● REQUIRED WORK:
According to the birding text, how long had food been set out before a cedar waxwing was finally seen in the yard?

● STUDY TEXT:
Segment Open
As I went out the door on my way to work this morning, I caught a glimpse of a cedar waxwing in a mountain ash tree by my driveway. Success! After setting food out for these elusive beauties for the past month and a half, finally I saw one in my yard!
Bird watching – the term really drums up all sorts of images. On the one hand, it sounds so passive, and evokes comical thoughts of octogenarians executing bad park jobs along busy thoroughfares, armed with canteens, uncomfortable camp seats, and a penchant for sleeping while “watching.” On the other hand, the moniker makes you think of somewhat geeky “pseudo” scientists roaming the countryside in khakis and cargo vests, with camera, binoculars, and notebook in hand, all the while looking for the biggest count and rarest birds ever seen (and indeed, the movie The Big Year starring Steve Martin, Jack Black, and Owen Wilson centers around this stereotypical view.) Well, the truth of the matter is that bird watching, or simply birding, is so much more than either of these hackneyed definitions. Encompassing science, technology, nature, and art, birding is a fascinating and fun pursuit.
Segment Closed
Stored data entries
Segment Open
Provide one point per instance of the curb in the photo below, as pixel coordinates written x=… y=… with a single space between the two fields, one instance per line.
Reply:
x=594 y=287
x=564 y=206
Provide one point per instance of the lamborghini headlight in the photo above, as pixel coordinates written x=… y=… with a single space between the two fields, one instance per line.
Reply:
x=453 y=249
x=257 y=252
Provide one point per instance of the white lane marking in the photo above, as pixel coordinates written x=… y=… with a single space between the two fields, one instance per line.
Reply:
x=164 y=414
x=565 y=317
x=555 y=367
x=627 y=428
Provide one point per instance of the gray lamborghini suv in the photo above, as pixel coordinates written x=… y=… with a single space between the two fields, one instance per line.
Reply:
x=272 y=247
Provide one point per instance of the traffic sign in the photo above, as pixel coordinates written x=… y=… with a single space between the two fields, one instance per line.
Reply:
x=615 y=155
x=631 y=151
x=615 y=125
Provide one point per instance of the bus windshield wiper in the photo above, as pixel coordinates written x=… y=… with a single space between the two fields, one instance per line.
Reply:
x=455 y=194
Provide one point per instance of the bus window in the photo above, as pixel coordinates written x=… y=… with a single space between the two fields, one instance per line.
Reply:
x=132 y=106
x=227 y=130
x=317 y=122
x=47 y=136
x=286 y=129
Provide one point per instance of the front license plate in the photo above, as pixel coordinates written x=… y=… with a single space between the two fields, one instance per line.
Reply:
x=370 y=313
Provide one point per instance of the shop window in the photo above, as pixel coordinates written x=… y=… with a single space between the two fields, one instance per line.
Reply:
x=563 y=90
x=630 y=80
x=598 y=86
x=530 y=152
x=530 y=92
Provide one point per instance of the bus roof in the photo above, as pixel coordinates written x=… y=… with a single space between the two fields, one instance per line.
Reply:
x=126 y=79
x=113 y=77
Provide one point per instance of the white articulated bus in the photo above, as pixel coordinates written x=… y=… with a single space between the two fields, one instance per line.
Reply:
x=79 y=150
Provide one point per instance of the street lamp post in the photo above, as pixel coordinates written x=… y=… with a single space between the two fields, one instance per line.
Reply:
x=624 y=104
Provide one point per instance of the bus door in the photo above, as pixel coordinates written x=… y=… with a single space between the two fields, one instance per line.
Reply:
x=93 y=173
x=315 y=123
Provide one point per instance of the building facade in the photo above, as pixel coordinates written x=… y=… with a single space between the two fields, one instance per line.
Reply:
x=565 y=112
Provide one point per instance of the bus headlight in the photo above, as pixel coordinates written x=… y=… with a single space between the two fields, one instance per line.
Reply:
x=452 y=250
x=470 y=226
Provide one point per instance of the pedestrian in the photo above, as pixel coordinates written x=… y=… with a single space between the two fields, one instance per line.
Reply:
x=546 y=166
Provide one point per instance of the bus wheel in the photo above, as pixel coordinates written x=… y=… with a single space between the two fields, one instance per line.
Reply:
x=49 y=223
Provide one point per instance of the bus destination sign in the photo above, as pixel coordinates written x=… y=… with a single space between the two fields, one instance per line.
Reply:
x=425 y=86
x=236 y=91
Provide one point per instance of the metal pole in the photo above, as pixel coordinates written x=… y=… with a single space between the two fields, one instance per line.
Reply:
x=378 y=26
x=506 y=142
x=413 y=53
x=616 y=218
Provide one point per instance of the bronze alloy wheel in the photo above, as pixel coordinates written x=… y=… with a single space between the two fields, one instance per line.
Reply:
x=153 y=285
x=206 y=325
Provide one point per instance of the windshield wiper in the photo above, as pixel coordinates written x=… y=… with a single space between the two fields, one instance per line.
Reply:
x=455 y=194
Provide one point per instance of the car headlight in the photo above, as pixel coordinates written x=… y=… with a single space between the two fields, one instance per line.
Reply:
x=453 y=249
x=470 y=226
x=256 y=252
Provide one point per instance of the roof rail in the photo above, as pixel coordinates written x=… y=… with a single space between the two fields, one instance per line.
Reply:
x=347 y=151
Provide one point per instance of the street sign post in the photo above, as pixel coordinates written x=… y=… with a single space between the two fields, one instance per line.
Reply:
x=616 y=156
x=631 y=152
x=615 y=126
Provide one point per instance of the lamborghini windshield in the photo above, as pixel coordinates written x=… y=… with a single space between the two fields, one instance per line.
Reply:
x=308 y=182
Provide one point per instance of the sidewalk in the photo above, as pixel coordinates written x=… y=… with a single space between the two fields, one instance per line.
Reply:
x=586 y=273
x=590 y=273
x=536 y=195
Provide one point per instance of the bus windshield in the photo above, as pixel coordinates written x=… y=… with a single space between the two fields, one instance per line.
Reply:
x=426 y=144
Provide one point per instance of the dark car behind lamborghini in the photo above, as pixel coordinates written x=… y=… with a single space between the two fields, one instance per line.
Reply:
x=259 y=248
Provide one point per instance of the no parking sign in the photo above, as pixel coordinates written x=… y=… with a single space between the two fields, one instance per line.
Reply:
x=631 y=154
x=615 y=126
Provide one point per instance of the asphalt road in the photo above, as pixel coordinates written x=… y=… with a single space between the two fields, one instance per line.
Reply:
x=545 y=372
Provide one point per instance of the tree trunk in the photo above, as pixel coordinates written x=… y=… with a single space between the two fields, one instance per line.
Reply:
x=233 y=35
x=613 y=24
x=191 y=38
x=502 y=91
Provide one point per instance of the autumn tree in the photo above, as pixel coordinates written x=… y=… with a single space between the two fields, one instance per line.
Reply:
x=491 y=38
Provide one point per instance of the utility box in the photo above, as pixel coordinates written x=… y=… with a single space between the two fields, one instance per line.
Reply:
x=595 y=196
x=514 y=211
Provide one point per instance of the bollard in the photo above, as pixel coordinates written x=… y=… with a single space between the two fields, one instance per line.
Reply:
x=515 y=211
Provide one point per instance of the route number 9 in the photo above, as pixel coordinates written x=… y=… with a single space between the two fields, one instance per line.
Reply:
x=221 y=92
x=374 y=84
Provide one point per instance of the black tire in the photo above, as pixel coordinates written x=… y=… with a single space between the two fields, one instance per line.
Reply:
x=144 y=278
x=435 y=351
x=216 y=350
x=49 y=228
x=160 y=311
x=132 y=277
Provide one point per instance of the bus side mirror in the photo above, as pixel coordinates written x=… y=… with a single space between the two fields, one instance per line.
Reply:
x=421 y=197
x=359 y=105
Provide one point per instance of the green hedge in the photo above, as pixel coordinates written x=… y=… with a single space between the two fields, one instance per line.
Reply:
Segment Closed
Segment Open
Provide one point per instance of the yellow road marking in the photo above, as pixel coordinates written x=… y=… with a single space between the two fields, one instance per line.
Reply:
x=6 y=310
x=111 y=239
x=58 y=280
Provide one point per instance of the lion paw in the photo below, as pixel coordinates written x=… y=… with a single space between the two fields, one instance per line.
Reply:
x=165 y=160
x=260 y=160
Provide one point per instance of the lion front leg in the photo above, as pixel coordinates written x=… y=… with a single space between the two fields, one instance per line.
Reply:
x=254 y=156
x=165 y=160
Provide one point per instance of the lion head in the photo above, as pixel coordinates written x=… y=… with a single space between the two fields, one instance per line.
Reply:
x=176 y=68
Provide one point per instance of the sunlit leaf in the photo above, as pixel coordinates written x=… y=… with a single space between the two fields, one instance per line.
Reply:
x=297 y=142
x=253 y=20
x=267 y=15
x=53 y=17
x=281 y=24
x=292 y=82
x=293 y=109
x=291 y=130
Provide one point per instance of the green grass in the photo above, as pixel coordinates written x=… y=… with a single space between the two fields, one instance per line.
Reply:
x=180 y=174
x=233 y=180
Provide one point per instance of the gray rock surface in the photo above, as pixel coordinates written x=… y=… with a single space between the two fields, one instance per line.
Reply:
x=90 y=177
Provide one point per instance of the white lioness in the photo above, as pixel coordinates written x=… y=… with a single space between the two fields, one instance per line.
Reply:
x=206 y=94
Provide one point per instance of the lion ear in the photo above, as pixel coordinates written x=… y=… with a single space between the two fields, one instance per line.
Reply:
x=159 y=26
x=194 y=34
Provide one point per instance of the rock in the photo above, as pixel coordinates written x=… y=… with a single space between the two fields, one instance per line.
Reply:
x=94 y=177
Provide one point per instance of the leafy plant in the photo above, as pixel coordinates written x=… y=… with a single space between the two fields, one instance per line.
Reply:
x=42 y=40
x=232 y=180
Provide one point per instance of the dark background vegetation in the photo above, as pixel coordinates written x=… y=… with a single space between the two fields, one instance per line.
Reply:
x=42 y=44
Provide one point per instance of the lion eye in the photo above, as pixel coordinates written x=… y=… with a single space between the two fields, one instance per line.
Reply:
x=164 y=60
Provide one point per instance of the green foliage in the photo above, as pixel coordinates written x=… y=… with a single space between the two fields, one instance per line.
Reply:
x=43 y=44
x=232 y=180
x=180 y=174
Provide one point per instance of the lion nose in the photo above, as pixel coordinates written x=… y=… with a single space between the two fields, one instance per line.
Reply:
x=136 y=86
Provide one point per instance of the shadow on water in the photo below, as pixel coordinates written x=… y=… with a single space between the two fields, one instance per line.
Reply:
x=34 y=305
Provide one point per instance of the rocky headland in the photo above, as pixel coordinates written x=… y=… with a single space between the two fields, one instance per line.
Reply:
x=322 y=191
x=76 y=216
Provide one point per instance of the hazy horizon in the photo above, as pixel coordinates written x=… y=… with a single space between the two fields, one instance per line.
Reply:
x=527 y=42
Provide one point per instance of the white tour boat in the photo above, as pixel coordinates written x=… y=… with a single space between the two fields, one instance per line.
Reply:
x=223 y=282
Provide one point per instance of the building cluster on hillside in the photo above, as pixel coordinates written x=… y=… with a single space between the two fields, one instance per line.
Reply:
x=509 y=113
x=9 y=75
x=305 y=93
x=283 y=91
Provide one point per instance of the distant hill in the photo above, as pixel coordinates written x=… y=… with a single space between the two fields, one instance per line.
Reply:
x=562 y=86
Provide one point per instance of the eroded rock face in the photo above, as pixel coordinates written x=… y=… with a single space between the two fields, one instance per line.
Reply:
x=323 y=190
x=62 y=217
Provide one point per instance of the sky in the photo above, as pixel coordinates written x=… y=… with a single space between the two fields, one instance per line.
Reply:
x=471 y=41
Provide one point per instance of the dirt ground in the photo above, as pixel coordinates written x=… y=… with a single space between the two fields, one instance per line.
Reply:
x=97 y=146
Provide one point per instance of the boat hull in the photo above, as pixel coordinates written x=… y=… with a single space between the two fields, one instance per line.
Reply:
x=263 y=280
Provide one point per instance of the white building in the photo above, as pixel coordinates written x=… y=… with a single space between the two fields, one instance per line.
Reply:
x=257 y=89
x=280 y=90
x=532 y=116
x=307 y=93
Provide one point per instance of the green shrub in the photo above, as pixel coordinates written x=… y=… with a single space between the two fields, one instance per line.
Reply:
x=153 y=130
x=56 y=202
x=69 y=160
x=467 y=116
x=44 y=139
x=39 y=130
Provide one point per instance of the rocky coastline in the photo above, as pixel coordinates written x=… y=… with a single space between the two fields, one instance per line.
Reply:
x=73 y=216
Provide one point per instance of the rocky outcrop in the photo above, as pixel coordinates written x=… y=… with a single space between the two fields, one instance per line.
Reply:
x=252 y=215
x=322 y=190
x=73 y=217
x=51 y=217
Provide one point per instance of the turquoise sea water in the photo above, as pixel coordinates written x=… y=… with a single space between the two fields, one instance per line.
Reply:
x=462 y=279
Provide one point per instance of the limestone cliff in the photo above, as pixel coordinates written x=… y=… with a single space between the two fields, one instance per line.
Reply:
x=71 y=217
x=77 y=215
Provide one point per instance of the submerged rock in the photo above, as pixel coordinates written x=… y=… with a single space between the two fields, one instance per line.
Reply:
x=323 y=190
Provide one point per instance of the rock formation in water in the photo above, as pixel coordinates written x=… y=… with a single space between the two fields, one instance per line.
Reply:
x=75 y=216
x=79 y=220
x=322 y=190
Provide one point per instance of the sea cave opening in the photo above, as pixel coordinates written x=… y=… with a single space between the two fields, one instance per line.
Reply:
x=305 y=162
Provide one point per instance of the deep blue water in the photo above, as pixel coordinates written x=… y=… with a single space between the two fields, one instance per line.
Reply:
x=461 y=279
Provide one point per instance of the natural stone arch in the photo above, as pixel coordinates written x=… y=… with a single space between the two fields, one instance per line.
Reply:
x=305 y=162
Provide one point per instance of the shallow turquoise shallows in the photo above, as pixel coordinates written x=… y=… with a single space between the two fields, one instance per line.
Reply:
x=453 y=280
Segment Closed
● EXERCISE SOLUTION:
A month and a half.